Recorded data
____________
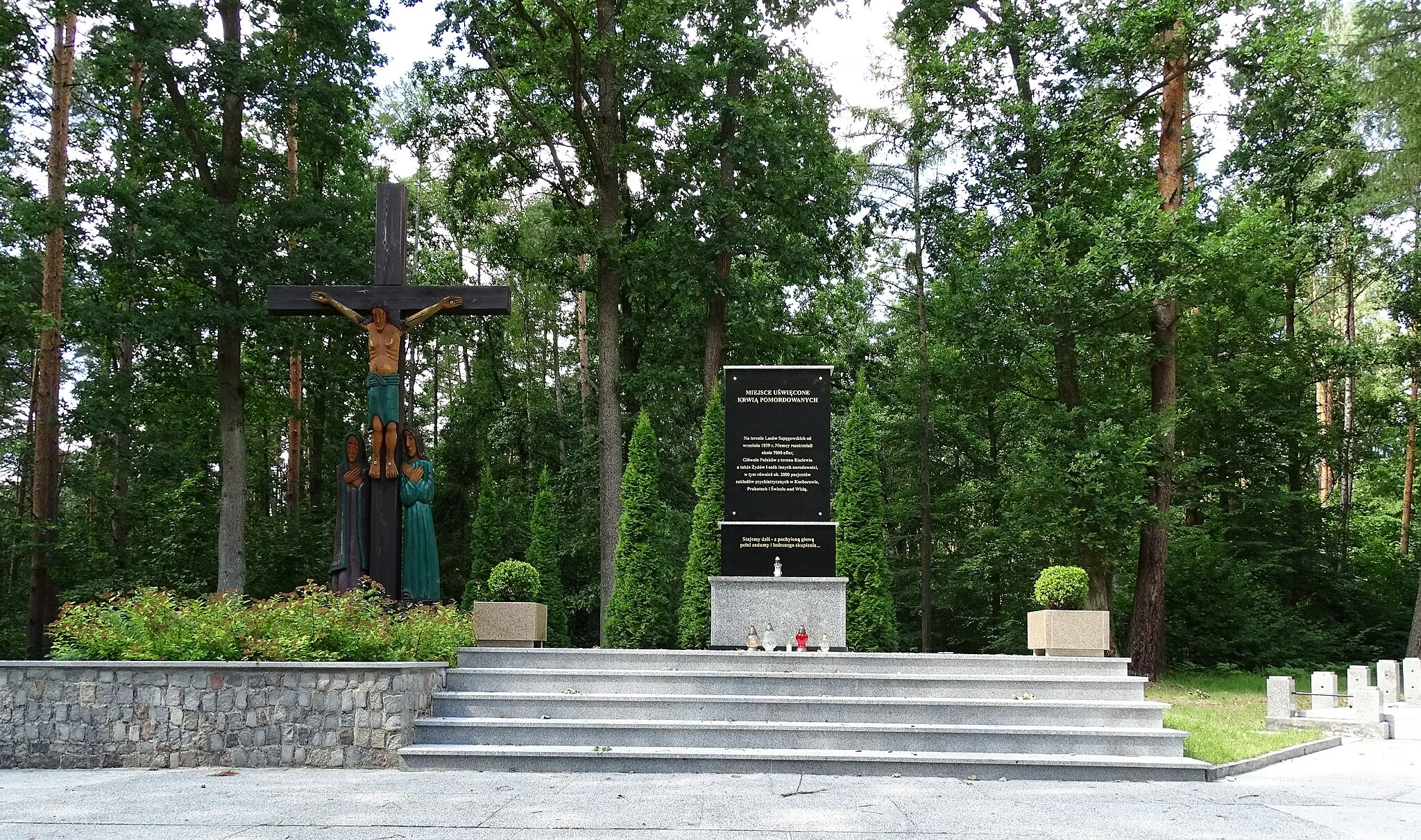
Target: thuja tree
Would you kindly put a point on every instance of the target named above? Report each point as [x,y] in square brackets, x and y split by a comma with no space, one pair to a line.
[640,612]
[704,554]
[542,555]
[485,542]
[859,506]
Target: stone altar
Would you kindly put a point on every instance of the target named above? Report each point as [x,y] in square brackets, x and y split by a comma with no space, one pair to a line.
[816,603]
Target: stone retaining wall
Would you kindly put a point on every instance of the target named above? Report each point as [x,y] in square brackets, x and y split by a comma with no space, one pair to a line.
[211,714]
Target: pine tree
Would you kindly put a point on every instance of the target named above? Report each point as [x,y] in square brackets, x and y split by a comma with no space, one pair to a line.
[542,555]
[860,511]
[638,615]
[485,542]
[704,554]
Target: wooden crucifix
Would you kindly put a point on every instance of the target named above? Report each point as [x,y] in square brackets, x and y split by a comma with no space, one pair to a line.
[386,311]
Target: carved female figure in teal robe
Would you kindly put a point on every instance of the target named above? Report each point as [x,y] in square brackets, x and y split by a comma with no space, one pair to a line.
[420,577]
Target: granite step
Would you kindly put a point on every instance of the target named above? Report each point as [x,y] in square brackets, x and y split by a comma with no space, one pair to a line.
[847,762]
[808,662]
[831,710]
[796,683]
[802,735]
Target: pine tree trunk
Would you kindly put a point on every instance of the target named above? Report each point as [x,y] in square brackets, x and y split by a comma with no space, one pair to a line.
[232,512]
[123,438]
[609,299]
[293,424]
[46,483]
[924,421]
[1147,643]
[1411,467]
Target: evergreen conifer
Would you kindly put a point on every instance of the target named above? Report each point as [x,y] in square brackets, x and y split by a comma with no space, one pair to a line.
[640,612]
[485,542]
[859,506]
[704,552]
[542,555]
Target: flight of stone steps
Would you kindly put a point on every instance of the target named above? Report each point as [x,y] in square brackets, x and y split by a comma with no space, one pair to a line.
[991,717]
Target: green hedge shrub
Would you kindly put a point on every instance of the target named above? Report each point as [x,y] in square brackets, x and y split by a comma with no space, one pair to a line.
[1062,588]
[313,624]
[515,581]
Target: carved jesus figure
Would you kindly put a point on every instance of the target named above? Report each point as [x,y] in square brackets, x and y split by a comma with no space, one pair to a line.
[382,382]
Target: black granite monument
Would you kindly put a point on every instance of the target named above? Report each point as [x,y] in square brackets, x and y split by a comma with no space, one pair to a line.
[776,472]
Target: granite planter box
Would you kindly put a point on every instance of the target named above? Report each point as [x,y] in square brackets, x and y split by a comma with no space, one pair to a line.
[509,624]
[1069,633]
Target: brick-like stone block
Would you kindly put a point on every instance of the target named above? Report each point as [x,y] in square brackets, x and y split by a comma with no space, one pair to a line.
[1388,680]
[210,714]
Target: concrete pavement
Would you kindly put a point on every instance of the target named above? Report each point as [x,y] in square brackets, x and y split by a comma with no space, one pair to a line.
[1362,789]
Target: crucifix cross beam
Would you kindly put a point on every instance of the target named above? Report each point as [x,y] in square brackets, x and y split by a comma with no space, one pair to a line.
[391,207]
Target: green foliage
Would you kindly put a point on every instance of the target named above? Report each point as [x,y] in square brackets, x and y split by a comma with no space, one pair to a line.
[542,556]
[312,624]
[515,581]
[1062,588]
[640,612]
[704,552]
[859,506]
[486,539]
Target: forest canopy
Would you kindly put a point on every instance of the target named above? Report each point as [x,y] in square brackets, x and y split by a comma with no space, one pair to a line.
[1123,286]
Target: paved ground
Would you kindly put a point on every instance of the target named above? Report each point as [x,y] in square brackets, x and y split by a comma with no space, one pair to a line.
[1365,789]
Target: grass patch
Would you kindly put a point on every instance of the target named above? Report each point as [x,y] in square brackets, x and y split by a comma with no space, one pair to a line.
[1223,711]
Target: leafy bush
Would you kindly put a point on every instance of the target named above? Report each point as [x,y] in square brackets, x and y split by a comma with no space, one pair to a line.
[313,624]
[515,581]
[1062,588]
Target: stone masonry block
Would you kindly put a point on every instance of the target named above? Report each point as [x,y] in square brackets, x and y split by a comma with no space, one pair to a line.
[1366,705]
[1357,677]
[1388,680]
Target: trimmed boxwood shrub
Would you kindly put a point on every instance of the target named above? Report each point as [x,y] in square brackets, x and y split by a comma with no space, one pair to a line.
[515,581]
[313,624]
[1062,588]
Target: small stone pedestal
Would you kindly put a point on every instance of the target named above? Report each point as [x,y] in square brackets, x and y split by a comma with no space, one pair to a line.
[817,603]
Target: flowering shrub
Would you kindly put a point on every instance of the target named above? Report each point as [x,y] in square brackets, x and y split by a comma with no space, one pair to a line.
[313,624]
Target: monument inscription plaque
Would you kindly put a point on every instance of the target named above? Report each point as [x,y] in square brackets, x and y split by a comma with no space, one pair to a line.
[805,549]
[778,509]
[776,444]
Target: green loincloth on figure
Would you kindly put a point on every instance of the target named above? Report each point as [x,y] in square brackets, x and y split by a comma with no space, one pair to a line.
[384,398]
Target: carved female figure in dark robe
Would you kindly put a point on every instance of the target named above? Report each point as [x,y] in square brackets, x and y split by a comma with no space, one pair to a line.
[351,559]
[420,556]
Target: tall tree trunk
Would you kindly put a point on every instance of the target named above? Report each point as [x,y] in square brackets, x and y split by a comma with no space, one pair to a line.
[1349,404]
[609,299]
[232,512]
[1411,465]
[293,422]
[46,483]
[317,447]
[123,436]
[1147,643]
[293,443]
[584,384]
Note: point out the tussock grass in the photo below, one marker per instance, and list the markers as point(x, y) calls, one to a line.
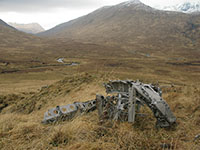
point(21, 130)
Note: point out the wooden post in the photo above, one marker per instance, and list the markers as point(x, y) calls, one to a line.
point(132, 104)
point(99, 105)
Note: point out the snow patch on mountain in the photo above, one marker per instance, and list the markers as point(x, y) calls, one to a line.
point(186, 7)
point(131, 2)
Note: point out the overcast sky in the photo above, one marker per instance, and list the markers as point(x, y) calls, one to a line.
point(49, 13)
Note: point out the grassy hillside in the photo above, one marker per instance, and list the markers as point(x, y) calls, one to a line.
point(22, 112)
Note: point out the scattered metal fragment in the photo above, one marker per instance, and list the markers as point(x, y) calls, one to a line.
point(197, 137)
point(128, 97)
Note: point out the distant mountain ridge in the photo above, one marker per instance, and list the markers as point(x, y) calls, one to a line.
point(32, 28)
point(131, 23)
point(5, 24)
point(186, 7)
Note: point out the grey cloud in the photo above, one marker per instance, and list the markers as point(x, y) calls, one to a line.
point(44, 5)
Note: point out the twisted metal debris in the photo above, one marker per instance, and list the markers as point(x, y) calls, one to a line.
point(124, 105)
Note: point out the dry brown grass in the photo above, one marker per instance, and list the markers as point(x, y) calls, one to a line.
point(24, 131)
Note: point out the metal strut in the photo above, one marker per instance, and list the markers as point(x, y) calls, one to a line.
point(123, 106)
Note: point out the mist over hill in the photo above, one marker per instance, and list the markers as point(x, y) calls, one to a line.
point(32, 28)
point(132, 23)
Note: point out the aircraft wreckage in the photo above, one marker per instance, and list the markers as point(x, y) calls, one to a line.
point(124, 104)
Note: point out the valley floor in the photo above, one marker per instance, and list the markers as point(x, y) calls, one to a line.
point(27, 94)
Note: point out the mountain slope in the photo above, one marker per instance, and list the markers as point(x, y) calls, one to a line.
point(131, 23)
point(186, 7)
point(32, 28)
point(2, 23)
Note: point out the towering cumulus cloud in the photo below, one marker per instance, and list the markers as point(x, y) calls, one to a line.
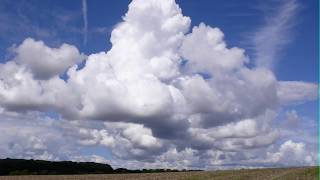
point(163, 95)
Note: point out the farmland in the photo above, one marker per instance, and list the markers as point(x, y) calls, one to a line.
point(307, 173)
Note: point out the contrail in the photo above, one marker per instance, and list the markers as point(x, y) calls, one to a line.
point(85, 21)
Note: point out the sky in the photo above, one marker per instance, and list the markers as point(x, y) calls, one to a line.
point(160, 83)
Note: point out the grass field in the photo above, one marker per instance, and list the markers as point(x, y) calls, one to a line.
point(308, 173)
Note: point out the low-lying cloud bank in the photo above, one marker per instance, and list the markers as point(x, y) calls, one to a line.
point(162, 96)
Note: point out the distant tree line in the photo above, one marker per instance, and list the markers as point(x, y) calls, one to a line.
point(40, 167)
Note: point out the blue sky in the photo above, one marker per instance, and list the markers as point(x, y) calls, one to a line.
point(237, 20)
point(279, 38)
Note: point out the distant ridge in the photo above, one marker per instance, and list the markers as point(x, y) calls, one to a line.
point(41, 167)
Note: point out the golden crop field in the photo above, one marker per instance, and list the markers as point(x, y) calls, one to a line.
point(309, 173)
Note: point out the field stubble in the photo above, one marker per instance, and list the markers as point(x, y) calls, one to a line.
point(309, 173)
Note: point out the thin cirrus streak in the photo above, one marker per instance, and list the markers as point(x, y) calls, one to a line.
point(275, 34)
point(85, 21)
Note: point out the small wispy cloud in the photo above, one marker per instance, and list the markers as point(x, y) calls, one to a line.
point(85, 21)
point(270, 39)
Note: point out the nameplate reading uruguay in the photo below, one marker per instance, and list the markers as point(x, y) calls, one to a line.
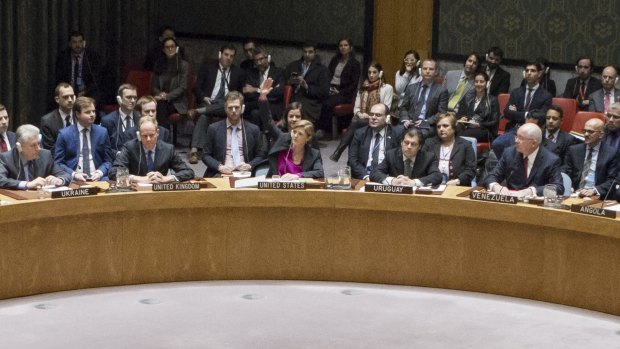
point(492, 197)
point(593, 211)
point(282, 185)
point(391, 189)
point(71, 193)
point(175, 186)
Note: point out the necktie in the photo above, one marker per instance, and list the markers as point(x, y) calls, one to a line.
point(408, 168)
point(528, 100)
point(234, 146)
point(149, 161)
point(586, 169)
point(3, 146)
point(457, 94)
point(375, 151)
point(85, 152)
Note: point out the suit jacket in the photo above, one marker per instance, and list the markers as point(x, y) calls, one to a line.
point(312, 165)
point(436, 103)
point(12, 171)
point(541, 100)
point(500, 83)
point(317, 78)
point(424, 168)
point(133, 157)
point(214, 152)
point(545, 170)
point(606, 166)
point(360, 146)
point(462, 158)
point(208, 74)
point(572, 90)
point(597, 100)
point(67, 149)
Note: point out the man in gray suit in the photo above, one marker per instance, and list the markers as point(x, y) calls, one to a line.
point(424, 100)
point(600, 100)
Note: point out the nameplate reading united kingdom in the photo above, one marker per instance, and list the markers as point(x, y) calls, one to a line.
point(593, 211)
point(282, 185)
point(492, 197)
point(175, 186)
point(391, 189)
point(71, 193)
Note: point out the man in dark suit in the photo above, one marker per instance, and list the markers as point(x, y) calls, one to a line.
point(424, 101)
point(28, 166)
point(215, 80)
point(499, 79)
point(310, 81)
point(526, 167)
point(232, 145)
point(52, 122)
point(80, 67)
point(601, 100)
point(370, 143)
point(591, 166)
point(407, 165)
point(523, 100)
point(83, 149)
point(7, 138)
point(584, 84)
point(149, 160)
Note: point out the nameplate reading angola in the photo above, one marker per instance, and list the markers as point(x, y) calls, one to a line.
point(492, 197)
point(175, 186)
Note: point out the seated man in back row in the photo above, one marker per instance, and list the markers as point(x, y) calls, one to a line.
point(148, 159)
point(28, 166)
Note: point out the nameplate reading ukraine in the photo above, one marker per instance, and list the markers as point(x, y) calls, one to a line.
point(282, 185)
point(492, 197)
point(71, 193)
point(391, 189)
point(175, 186)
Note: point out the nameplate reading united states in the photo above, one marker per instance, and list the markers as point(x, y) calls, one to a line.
point(593, 211)
point(282, 185)
point(391, 189)
point(492, 197)
point(175, 186)
point(71, 193)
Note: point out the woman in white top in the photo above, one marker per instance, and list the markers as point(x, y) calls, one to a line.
point(373, 91)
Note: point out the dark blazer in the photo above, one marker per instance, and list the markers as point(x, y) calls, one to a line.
point(572, 90)
point(436, 103)
point(206, 80)
point(214, 153)
point(462, 158)
point(546, 170)
point(424, 168)
point(133, 157)
point(541, 100)
point(360, 146)
point(12, 172)
point(67, 149)
point(350, 77)
point(312, 165)
point(500, 83)
point(606, 166)
point(597, 100)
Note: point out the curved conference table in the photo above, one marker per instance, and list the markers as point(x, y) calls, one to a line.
point(226, 234)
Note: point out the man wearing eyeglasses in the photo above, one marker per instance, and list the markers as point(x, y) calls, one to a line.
point(592, 165)
point(526, 167)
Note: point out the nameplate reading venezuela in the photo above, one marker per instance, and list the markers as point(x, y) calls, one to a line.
point(593, 211)
point(492, 197)
point(392, 189)
point(175, 186)
point(71, 193)
point(282, 185)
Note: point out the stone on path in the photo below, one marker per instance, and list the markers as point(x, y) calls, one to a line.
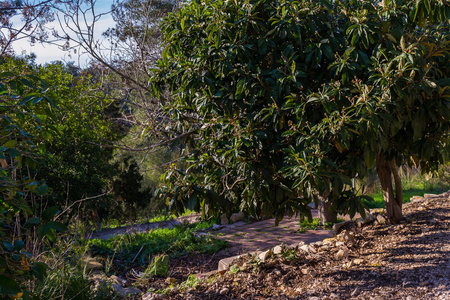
point(265, 255)
point(236, 217)
point(277, 249)
point(90, 264)
point(224, 219)
point(125, 292)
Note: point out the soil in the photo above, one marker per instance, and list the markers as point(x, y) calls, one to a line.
point(409, 260)
point(138, 228)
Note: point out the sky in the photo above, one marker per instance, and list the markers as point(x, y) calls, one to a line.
point(47, 53)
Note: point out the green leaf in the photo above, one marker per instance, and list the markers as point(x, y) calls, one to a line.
point(49, 213)
point(19, 245)
point(56, 226)
point(32, 222)
point(8, 246)
point(369, 157)
point(10, 143)
point(40, 270)
point(8, 286)
point(192, 202)
point(41, 189)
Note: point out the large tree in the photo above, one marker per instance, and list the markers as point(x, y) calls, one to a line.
point(283, 100)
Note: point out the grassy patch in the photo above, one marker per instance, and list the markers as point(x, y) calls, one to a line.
point(175, 241)
point(418, 185)
point(305, 225)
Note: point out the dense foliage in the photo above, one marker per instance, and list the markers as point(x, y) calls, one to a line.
point(281, 101)
point(25, 102)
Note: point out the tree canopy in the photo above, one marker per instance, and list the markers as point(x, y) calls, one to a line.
point(279, 101)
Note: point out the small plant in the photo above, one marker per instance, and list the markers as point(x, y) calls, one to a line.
point(289, 254)
point(234, 269)
point(159, 266)
point(191, 283)
point(255, 262)
point(314, 225)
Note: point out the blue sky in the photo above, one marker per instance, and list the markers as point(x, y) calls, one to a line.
point(47, 53)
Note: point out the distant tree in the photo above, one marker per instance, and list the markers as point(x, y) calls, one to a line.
point(285, 100)
point(31, 24)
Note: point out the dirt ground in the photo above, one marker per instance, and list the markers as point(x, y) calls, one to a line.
point(410, 260)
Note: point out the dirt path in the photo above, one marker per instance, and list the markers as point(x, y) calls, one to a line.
point(139, 228)
point(409, 260)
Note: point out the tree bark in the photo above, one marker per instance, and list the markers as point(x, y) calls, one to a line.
point(326, 215)
point(397, 182)
point(385, 174)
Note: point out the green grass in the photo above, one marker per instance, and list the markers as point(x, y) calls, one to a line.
point(305, 225)
point(418, 185)
point(175, 241)
point(158, 217)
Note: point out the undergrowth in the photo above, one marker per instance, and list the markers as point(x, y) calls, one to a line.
point(416, 185)
point(138, 247)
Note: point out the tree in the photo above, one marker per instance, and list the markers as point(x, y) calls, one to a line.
point(26, 102)
point(34, 15)
point(283, 100)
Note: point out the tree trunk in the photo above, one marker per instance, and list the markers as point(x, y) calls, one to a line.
point(393, 207)
point(96, 217)
point(326, 215)
point(397, 182)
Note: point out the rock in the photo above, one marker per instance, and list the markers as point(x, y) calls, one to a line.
point(377, 211)
point(170, 280)
point(364, 221)
point(237, 217)
point(91, 264)
point(317, 244)
point(277, 250)
point(118, 280)
point(338, 226)
point(329, 241)
point(342, 253)
point(345, 236)
point(125, 292)
point(381, 220)
point(159, 266)
point(286, 277)
point(355, 292)
point(152, 296)
point(416, 199)
point(340, 244)
point(430, 196)
point(265, 255)
point(224, 219)
point(276, 273)
point(308, 248)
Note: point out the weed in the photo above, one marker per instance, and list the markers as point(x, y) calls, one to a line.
point(314, 225)
point(255, 262)
point(234, 269)
point(191, 283)
point(289, 254)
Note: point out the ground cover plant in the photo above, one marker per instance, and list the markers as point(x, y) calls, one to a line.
point(137, 249)
point(283, 101)
point(415, 185)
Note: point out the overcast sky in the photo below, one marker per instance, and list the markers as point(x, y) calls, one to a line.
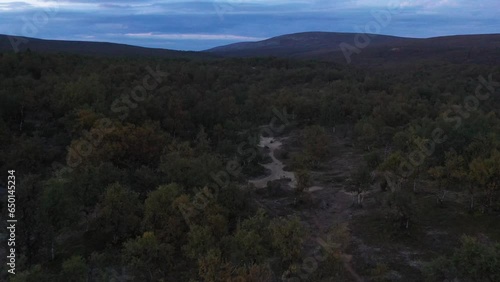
point(188, 25)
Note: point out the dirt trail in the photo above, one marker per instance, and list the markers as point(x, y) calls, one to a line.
point(276, 167)
point(332, 204)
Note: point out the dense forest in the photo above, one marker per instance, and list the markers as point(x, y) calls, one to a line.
point(137, 169)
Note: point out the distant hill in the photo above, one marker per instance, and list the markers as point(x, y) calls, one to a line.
point(381, 50)
point(94, 48)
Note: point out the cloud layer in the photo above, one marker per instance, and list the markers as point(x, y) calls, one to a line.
point(198, 25)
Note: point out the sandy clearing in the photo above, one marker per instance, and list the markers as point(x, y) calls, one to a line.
point(276, 166)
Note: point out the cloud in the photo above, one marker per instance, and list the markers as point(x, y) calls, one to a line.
point(201, 24)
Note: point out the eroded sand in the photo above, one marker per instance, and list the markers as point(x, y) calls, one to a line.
point(276, 167)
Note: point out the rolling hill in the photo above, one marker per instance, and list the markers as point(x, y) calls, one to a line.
point(381, 49)
point(93, 48)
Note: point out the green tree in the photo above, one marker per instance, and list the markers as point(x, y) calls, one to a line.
point(149, 258)
point(287, 237)
point(119, 212)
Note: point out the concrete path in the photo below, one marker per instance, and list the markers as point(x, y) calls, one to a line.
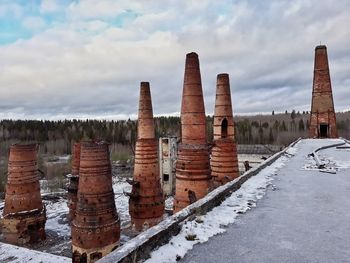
point(306, 219)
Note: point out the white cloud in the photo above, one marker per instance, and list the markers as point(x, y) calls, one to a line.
point(89, 67)
point(33, 23)
point(50, 6)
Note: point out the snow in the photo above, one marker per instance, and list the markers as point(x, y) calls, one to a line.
point(304, 217)
point(333, 159)
point(215, 221)
point(56, 213)
point(15, 254)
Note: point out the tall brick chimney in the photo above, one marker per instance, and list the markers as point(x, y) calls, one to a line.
point(224, 163)
point(193, 178)
point(72, 197)
point(24, 214)
point(96, 226)
point(146, 203)
point(322, 117)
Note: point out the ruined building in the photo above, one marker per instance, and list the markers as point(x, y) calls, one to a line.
point(24, 214)
point(96, 226)
point(322, 117)
point(146, 203)
point(167, 160)
point(72, 197)
point(224, 162)
point(193, 178)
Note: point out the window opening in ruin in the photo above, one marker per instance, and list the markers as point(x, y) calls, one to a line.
point(95, 256)
point(323, 130)
point(224, 125)
point(165, 177)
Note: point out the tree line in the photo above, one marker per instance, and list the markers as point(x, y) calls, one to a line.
point(56, 137)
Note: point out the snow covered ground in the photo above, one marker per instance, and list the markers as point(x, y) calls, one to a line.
point(303, 217)
point(58, 230)
point(15, 254)
point(216, 221)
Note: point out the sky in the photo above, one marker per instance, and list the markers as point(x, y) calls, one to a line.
point(64, 59)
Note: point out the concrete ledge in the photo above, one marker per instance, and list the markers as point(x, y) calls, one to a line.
point(140, 247)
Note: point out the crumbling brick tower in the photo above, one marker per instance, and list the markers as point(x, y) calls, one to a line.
point(72, 197)
point(24, 214)
point(96, 226)
point(224, 163)
point(193, 178)
point(322, 117)
point(146, 203)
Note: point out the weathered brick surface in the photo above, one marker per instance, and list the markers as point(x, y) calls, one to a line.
point(146, 203)
point(322, 106)
point(96, 226)
point(193, 179)
point(224, 162)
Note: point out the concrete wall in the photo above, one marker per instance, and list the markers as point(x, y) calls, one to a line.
point(140, 247)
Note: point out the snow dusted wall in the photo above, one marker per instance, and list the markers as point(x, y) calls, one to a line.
point(140, 247)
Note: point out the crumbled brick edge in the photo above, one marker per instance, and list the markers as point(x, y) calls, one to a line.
point(140, 247)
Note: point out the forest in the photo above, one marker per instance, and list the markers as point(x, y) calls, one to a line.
point(56, 137)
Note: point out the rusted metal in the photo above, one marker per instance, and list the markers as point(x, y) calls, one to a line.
point(96, 226)
point(24, 214)
point(146, 203)
point(224, 162)
point(322, 117)
point(193, 179)
point(72, 197)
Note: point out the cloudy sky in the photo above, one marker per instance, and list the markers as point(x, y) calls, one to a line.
point(85, 59)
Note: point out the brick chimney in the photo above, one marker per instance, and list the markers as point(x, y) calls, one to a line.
point(96, 226)
point(146, 203)
point(193, 178)
point(24, 214)
point(73, 181)
point(224, 163)
point(322, 117)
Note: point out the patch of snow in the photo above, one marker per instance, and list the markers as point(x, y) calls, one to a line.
point(15, 254)
point(121, 200)
point(56, 213)
point(169, 203)
point(214, 222)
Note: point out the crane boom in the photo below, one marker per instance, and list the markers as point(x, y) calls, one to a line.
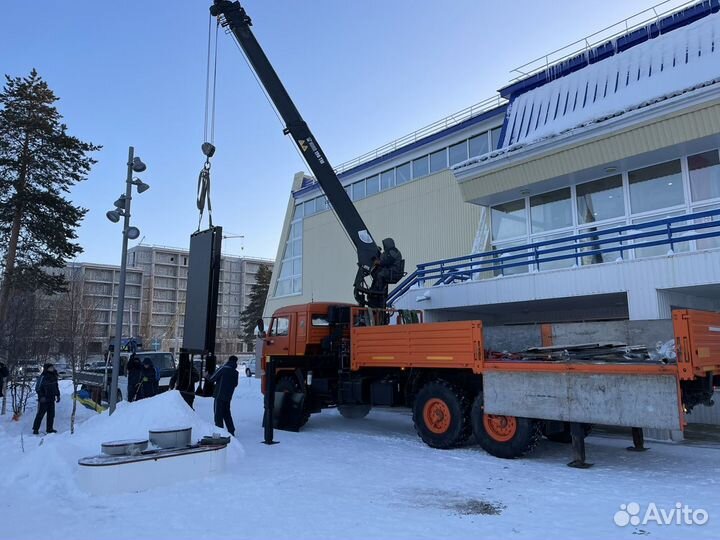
point(232, 15)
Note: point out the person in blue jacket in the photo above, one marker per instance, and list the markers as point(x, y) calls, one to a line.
point(48, 393)
point(225, 380)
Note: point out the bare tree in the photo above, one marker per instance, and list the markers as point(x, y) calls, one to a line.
point(18, 330)
point(74, 316)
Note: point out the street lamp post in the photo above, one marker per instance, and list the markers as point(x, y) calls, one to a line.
point(122, 208)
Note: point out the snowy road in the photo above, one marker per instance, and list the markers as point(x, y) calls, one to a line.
point(357, 479)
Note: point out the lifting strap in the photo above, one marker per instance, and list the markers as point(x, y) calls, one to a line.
point(208, 147)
____________
§ Required action: The answer should consist of all lines from the records above that hold the word "monument".

§ Solved problem:
Target: black granite monument
Target: monument inscription plaque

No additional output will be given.